__Objective__
Count how many lines in the rows below contain the string "child". Give only the number.

(Extracted records)
#####
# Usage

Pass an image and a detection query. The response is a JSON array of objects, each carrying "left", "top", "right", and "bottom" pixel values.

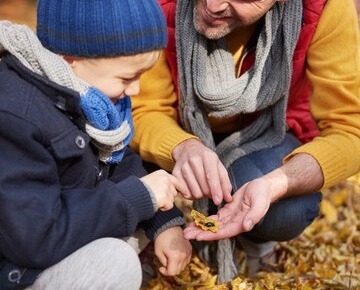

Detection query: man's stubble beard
[{"left": 193, "top": 1, "right": 239, "bottom": 40}]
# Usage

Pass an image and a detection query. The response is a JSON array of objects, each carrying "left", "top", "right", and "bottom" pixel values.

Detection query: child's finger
[{"left": 170, "top": 175, "right": 191, "bottom": 196}]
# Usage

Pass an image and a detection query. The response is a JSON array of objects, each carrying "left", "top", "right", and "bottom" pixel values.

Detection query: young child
[{"left": 0, "top": 0, "right": 191, "bottom": 290}]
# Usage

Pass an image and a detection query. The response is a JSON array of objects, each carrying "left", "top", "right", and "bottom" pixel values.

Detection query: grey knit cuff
[
  {"left": 140, "top": 178, "right": 158, "bottom": 212},
  {"left": 154, "top": 217, "right": 185, "bottom": 240}
]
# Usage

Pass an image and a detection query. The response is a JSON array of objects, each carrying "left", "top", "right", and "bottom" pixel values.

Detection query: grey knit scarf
[
  {"left": 0, "top": 21, "right": 132, "bottom": 162},
  {"left": 176, "top": 0, "right": 302, "bottom": 283}
]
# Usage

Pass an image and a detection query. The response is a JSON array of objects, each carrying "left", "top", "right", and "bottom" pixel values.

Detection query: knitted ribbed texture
[
  {"left": 0, "top": 21, "right": 133, "bottom": 163},
  {"left": 37, "top": 0, "right": 167, "bottom": 57},
  {"left": 176, "top": 0, "right": 302, "bottom": 283}
]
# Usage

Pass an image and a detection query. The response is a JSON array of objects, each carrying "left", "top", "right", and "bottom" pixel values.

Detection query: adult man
[{"left": 133, "top": 0, "right": 360, "bottom": 281}]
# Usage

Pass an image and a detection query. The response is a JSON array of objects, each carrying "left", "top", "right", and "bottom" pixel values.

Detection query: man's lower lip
[{"left": 202, "top": 9, "right": 225, "bottom": 24}]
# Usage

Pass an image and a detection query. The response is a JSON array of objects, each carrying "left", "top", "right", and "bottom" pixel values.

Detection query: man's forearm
[{"left": 264, "top": 153, "right": 324, "bottom": 202}]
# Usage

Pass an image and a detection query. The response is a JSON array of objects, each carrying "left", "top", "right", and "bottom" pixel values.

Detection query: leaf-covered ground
[{"left": 143, "top": 174, "right": 360, "bottom": 290}]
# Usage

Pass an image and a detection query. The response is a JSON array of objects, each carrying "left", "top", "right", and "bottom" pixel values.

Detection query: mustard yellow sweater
[{"left": 131, "top": 0, "right": 360, "bottom": 187}]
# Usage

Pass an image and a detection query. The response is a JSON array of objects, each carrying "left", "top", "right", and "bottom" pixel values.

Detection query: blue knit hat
[{"left": 37, "top": 0, "right": 167, "bottom": 57}]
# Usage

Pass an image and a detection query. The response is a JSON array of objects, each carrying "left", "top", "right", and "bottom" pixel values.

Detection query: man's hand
[
  {"left": 184, "top": 153, "right": 324, "bottom": 241},
  {"left": 172, "top": 139, "right": 232, "bottom": 205},
  {"left": 155, "top": 227, "right": 192, "bottom": 276},
  {"left": 184, "top": 178, "right": 271, "bottom": 241}
]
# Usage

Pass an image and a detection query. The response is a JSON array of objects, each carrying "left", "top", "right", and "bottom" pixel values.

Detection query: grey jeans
[{"left": 25, "top": 232, "right": 149, "bottom": 290}]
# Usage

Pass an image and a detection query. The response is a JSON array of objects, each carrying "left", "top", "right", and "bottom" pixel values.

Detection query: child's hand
[
  {"left": 141, "top": 170, "right": 187, "bottom": 210},
  {"left": 154, "top": 227, "right": 192, "bottom": 276}
]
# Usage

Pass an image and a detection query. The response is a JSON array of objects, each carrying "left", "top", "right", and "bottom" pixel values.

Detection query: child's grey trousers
[{"left": 25, "top": 232, "right": 149, "bottom": 290}]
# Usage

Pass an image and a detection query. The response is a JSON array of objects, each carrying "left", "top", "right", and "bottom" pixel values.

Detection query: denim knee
[{"left": 244, "top": 192, "right": 322, "bottom": 242}]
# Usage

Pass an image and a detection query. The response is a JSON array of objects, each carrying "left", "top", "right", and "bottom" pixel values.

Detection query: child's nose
[{"left": 125, "top": 80, "right": 140, "bottom": 96}]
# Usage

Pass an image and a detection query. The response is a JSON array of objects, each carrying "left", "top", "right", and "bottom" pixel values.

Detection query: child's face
[{"left": 64, "top": 51, "right": 160, "bottom": 102}]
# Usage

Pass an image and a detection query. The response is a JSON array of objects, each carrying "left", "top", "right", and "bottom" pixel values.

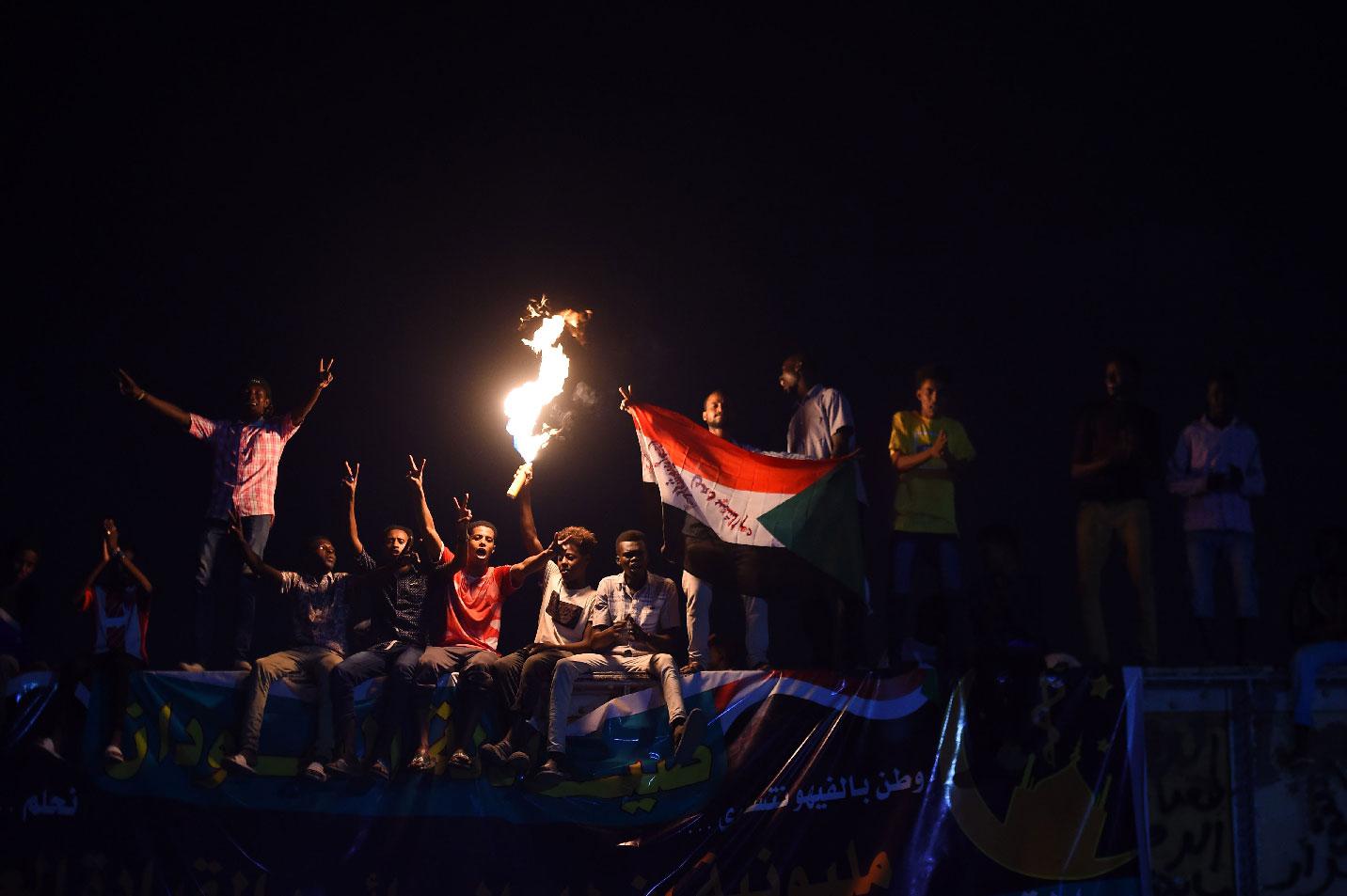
#####
__Correct answer__
6